Your task => Quote the stretch from "Even with the" through "ultimately be counterproductive." of the text on bias in epidemiological studies, word for word.

Sometimes it is claimed that non-differential bias—that is, bias that affects everyone equally, will only diminish the size of associations or differences. It follows that if a study finds an effect, the removal of any non-differential bias would only increase the effect. Theoretical studies and simulations have supported this idea but in practice the situation is usually more complex. Even a small amount of differential bias can exaggerate the size of an effect and where there are more than two factors at play, bias in one can affect the apparent relation between two others. It is therefore very difficult to sure be that a result in an observational study is not due to some bias.
Even with the security of a randomised trial methodology in place an overall selection bias may exist because of excessively stringent inclusion/exclusion criteria. Thus, a trial result may be perfectly valid within itself but if the design is not pragmatic the result may lack generalisability, as a significant proportion of “real world patients” may fall outside the trial entry criteria. A quest for purity, with overemphasis of trial population homogeneity, may ultimately be counterproductive.
Given the potential for misleading results due to bias in epidemiological studies it is almost surprising that observational studies make any contribution to medical research. Indeed, it is true that no epidemiological study should be treated as convincing evidence in isolation. It is only when a number of epidemiological studies using different methodologies in different populations agree on some finding that one should be persuaded of its truth. Despite this reservation some epidemiological studies are better than others and one of the main features that must be assessed in a critical appraisal of the evidence is the way that the study attempts to minimise bias or quantify its potential impact.
Pennefather et al conclude their article by reiterating that the difference between the prevalence of ocular abnormalities in the cooperative subjects was not significantly different from that in the whole cohort. This appears to contradict the (valid) tests presented in their Table 1 (p 644), which show that significant differences do exist between the three groups. The main point, however, is that when dealing with bias it is more relevant to emphasise the importance of the overall impact resulting from the bias, rather than focusing on statistically significant subgroup differences. Thus, the primary question has been appropriately addressed—that is, whether the difference between the easily measured 11.3% ocular abnormalities and the true value for this cohort of 13.4% is of practical importance.

Dataset entries
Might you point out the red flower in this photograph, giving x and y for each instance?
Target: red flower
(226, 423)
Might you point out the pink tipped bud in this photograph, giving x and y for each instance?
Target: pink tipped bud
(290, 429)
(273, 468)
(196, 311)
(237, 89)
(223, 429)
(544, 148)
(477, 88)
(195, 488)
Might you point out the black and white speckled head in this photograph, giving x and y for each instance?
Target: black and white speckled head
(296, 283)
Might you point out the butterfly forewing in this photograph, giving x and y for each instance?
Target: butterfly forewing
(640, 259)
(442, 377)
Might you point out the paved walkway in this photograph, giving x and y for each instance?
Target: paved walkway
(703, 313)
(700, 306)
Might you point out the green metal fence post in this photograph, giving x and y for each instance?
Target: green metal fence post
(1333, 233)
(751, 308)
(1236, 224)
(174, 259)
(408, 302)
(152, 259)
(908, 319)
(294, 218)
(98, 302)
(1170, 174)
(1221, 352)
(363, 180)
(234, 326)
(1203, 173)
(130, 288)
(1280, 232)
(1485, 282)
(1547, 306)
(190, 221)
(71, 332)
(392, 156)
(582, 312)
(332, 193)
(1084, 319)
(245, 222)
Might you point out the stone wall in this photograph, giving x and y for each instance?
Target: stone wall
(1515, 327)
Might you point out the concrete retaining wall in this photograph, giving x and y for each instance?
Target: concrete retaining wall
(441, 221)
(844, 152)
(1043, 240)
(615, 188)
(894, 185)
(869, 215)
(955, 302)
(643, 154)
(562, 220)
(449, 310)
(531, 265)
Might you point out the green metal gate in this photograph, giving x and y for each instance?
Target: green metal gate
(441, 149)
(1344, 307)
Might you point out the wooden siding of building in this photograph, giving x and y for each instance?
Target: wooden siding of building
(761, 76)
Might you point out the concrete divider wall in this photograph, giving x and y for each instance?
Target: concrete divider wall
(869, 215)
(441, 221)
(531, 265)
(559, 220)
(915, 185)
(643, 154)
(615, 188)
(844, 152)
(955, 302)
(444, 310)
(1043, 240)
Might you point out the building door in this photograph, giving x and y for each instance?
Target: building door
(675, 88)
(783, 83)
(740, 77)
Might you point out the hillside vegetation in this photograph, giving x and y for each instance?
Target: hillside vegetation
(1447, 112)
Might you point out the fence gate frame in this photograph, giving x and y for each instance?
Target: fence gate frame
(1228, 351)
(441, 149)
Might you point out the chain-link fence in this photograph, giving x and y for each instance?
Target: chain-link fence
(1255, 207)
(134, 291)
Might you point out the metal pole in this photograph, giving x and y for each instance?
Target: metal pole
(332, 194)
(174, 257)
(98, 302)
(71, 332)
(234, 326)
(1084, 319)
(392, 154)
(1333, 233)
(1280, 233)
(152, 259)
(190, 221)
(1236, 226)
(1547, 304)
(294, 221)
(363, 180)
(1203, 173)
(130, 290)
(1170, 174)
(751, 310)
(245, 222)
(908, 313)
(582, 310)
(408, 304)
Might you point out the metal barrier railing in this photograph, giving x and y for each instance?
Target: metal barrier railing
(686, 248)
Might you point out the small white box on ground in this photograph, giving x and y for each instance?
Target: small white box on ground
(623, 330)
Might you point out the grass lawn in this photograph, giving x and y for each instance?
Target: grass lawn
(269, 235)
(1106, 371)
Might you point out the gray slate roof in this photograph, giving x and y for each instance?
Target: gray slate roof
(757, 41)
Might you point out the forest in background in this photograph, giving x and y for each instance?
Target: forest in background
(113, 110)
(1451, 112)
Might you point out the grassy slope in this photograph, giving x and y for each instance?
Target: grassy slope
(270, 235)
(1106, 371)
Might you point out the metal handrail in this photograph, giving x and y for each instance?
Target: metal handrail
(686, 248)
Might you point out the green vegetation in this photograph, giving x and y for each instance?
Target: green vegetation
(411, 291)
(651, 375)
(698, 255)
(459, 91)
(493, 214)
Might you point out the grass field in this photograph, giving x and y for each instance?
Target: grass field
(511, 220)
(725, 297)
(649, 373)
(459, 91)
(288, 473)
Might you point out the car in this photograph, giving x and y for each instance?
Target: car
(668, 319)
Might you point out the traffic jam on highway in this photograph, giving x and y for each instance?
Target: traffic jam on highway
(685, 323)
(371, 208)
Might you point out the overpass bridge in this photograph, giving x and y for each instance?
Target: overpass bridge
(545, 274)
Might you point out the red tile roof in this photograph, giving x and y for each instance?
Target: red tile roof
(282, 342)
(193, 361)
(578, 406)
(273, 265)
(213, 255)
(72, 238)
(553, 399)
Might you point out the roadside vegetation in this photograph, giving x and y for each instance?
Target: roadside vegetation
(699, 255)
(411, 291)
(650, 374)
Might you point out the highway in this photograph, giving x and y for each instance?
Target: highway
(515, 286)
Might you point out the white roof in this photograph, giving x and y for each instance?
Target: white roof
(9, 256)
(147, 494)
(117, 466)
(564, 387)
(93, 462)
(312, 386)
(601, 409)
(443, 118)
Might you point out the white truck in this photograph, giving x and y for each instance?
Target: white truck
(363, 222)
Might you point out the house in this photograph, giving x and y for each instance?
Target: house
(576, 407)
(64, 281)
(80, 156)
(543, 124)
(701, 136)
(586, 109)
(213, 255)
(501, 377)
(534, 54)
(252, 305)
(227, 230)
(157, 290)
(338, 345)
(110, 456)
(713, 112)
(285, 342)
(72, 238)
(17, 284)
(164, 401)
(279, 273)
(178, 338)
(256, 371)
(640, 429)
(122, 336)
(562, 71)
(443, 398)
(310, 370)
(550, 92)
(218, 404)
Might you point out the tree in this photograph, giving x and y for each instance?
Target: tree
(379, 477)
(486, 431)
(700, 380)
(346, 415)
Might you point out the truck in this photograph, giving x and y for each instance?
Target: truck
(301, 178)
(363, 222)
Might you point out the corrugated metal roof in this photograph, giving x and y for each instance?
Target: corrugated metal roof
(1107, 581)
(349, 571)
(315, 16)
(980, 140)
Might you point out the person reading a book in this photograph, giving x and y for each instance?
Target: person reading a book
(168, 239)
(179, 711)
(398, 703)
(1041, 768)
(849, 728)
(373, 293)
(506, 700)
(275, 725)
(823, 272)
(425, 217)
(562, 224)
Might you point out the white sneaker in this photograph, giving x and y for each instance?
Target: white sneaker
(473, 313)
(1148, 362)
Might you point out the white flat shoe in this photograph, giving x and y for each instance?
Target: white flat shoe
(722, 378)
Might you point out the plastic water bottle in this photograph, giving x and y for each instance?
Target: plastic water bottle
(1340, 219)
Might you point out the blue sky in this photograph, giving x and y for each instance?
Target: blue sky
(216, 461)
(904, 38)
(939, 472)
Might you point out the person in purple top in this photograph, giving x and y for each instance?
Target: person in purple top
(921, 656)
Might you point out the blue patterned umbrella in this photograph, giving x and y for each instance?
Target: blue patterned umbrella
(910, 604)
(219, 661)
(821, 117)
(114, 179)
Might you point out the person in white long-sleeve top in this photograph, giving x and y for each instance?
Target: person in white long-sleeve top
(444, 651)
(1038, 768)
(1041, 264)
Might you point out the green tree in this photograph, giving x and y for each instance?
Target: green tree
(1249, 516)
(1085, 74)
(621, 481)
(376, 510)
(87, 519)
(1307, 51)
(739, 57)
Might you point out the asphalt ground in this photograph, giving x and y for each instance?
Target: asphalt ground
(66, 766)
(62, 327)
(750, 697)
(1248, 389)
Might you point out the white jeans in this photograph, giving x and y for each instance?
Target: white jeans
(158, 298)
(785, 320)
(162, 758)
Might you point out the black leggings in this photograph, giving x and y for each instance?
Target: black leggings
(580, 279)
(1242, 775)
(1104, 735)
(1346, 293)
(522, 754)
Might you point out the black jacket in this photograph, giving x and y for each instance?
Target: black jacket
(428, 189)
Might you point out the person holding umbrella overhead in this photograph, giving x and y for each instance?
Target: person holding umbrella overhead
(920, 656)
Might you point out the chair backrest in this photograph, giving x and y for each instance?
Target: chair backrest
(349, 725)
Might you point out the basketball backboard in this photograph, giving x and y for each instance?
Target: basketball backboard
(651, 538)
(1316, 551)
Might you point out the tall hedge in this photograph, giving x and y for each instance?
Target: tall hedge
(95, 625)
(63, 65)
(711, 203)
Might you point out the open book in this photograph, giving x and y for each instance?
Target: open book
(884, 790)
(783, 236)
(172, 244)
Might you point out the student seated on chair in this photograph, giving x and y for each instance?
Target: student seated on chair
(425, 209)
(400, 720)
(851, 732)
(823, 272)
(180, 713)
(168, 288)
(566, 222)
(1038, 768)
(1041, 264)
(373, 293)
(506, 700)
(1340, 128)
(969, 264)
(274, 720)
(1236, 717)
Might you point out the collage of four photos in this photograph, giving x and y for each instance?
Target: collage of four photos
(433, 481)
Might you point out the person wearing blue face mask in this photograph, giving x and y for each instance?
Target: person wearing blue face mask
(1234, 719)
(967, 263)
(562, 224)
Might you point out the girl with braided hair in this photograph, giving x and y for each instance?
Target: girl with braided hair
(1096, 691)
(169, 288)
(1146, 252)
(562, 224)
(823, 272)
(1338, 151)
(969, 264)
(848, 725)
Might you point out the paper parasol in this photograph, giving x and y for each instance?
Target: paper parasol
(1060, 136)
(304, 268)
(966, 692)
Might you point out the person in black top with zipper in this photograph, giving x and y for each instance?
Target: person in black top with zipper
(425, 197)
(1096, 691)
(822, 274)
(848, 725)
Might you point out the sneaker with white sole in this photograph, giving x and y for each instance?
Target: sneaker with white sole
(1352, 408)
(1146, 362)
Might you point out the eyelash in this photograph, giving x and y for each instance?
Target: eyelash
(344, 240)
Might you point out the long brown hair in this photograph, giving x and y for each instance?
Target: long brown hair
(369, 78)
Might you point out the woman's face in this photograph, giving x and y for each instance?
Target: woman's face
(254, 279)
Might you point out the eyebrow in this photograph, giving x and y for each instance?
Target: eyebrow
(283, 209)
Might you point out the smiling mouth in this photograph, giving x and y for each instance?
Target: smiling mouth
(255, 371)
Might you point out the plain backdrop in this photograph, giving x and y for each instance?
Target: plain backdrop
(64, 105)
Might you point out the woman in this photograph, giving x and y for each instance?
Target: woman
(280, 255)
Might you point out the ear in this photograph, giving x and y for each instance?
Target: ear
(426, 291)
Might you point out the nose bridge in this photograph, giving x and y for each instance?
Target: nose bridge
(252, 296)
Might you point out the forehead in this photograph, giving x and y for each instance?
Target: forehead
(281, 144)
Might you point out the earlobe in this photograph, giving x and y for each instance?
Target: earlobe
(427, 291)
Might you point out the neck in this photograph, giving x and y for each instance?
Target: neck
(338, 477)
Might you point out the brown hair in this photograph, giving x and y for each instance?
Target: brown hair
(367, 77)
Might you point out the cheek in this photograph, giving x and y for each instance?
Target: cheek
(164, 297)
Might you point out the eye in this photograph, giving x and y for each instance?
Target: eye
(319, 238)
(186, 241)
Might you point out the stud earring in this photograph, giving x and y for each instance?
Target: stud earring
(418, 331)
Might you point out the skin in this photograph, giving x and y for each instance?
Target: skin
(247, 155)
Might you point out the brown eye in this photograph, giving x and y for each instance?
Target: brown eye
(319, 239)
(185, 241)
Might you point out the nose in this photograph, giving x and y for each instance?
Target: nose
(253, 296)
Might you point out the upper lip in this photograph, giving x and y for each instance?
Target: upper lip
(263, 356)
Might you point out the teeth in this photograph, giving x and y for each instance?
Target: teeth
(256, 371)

Response to the exercise =>
Even with the security of a randomised trial methodology in place an overall selection bias may exist because of excessively stringent inclusion/exclusion criteria. Thus, a trial result may be perfectly valid within itself but if the design is not pragmatic the result may lack generalisability, as a significant proportion of “real world patients” may fall outside the trial entry criteria. A quest for purity, with overemphasis of trial population homogeneity, may ultimately be counterproductive.